→ **PROBLEM DETAILS**
Can you retype all of the rows below word for word, leaving out the pictures?

═════ DATASET ROWS

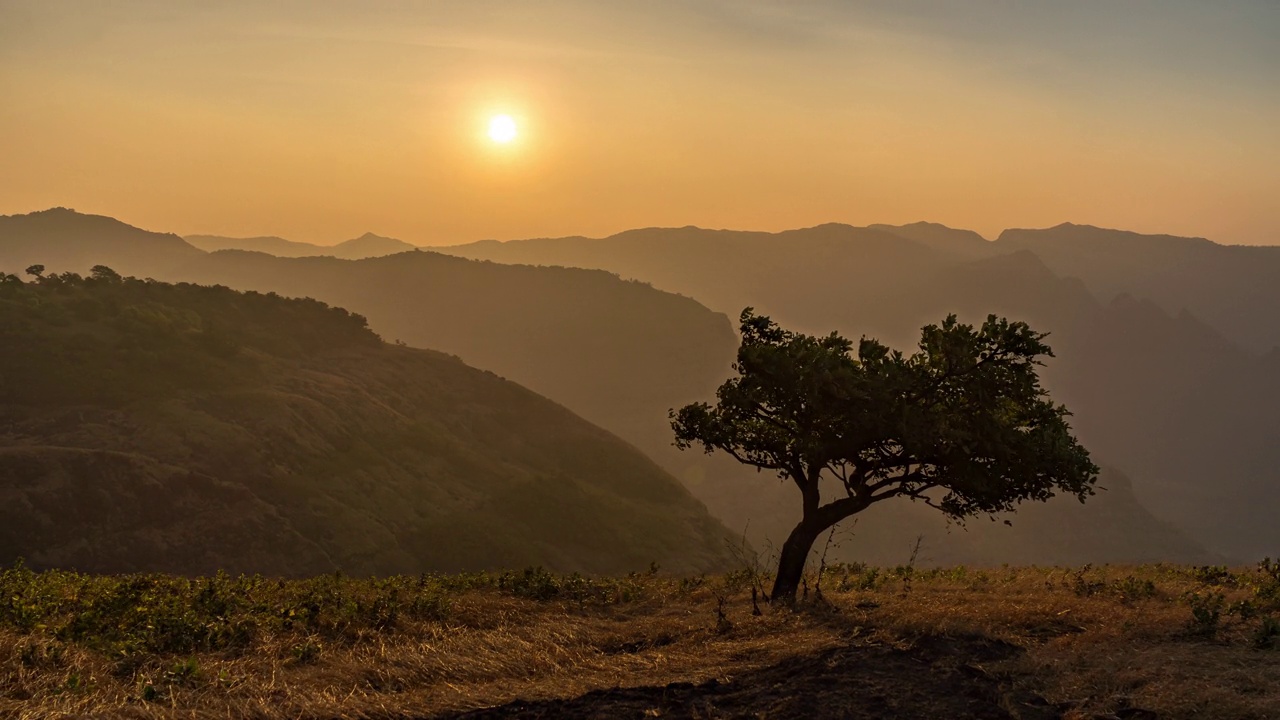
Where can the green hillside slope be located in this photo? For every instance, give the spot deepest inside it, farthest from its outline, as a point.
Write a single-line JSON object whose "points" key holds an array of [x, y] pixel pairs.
{"points": [[183, 428]]}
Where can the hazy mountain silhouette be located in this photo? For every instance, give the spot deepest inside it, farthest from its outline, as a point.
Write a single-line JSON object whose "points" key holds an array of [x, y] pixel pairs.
{"points": [[179, 428], [1148, 390], [1235, 288], [264, 244], [65, 240], [621, 352], [368, 245]]}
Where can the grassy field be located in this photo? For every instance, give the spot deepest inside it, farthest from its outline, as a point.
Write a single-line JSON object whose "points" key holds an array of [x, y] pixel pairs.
{"points": [[1153, 641]]}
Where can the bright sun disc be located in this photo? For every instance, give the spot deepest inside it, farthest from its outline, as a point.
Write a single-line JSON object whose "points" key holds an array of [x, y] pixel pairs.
{"points": [[502, 128]]}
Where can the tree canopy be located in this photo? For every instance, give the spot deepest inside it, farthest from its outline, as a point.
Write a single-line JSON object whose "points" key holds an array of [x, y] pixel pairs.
{"points": [[963, 424]]}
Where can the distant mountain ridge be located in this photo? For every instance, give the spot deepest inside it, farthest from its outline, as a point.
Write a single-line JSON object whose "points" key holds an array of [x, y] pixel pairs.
{"points": [[146, 427], [1125, 368], [49, 237], [368, 245], [622, 352]]}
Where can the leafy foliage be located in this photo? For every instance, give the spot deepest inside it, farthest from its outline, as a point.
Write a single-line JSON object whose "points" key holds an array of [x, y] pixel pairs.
{"points": [[963, 424]]}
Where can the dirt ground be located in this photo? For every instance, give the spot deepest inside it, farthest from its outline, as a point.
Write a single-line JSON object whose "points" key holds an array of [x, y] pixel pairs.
{"points": [[933, 678]]}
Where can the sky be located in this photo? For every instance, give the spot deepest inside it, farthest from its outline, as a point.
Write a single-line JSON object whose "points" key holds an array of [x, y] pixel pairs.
{"points": [[321, 119]]}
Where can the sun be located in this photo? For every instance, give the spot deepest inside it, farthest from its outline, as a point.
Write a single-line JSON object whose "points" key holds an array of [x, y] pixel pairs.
{"points": [[502, 128]]}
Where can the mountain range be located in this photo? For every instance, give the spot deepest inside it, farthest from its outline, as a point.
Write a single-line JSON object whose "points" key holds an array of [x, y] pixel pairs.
{"points": [[1148, 387], [154, 427]]}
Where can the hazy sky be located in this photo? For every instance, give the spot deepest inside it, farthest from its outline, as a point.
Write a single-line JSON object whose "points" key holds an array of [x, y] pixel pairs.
{"points": [[321, 119]]}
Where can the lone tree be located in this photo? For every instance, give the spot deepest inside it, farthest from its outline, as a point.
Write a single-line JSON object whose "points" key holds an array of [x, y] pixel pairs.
{"points": [[963, 424]]}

══════════

→ **WRITTEN SOLUTION**
Where can the green hillside slope be located in this photo? For every instance, give the spot deepest inside it, farthest from its outline, as a point.
Write a single-line JSON object whose "points" key holds an array of [x, y] pixel pairs.
{"points": [[183, 428]]}
Where can the hazy mountain silhouette be located in this photo? For every instance, give the spot deepest inside it, farthest from its outline, as a point.
Write a single-line JSON object whose "points" key holds an array of [x, y] pixel pairs.
{"points": [[179, 428], [1148, 390], [1235, 288], [264, 244], [65, 240], [621, 352], [368, 245]]}
Where can the grassy field be located in this photo? For every instance, give the spot deepest inside it, farthest from its outline, as a point.
Write a single-line JSON object whose "points" key holds an array of [x, y] pixel pairs.
{"points": [[1153, 641]]}
Where can the bright sun disc be located in this photo? For every instance, give the spot deepest inside it, farthest from its outline, as a point.
Write a single-line JSON object whose "points" key holds an array of [x, y] pixel pairs.
{"points": [[502, 128]]}
Where can the tree canopy be located in this photo? For every instance, give the spot deepest inside it, farthest from its outline, as a point.
Write a single-line JSON object whose "points" key holds an array of [x, y] pixel pairs.
{"points": [[963, 424]]}
Where can the distant mountain ridge be located in this photo? For every instance, give the spot deepest inside it, farthest from its outline, as a point.
Write a single-line JSON object whose "points" key holds an array of [x, y] pixel pairs.
{"points": [[146, 427], [1125, 368], [49, 237], [368, 245], [622, 352]]}
Where can the leafy foliage be located in this photo? For every instance, give the spot deepest inside it, farthest from its outline, as a point.
Write a single-line JSON object whose "points" key holds an array of [x, y] pixel pairs.
{"points": [[963, 424]]}
Where can the dirt ground be located in this photo? For every instance, give the spot deepest inside it, farthest from its outline, as a point.
Write a single-line JSON object whose "points" key holds an array of [x, y] pixel pairs.
{"points": [[933, 678]]}
Where can the sky be located in this photo? For every instance, give the spot deepest inside it, farthest from its outline, as a point.
Write a single-line JSON object whose "points" key holds an array of [x, y] pixel pairs.
{"points": [[321, 119]]}
Where can the sun be located in this photo? For every instance, give the spot deepest inside it, farthest from its outline, as a point.
Write a single-line JSON object whose "points" key holds an array of [x, y] pixel pairs.
{"points": [[502, 128]]}
Where can the mountain range be located in this photo? For every instance, give the spot deepest inside it, farthest from its outline, as a point.
Write a single-line JSON object whose "points" key holds an array of [x, y] pixel pairs.
{"points": [[1148, 387], [154, 427]]}
Where can the hazy sky be located in this photo? For every instance, give the spot deepest inside it, farthest from its outline, as a point.
Write a single-line JSON object whose "points" key holds an array of [x, y] pixel pairs.
{"points": [[321, 119]]}
Where can the lone tree be located in this photo? For every instance, give the spot deepest inside it, farthest from its outline, as a point.
Write a single-line JSON object whose "points" key holds an array of [x, y] pixel pairs.
{"points": [[963, 424]]}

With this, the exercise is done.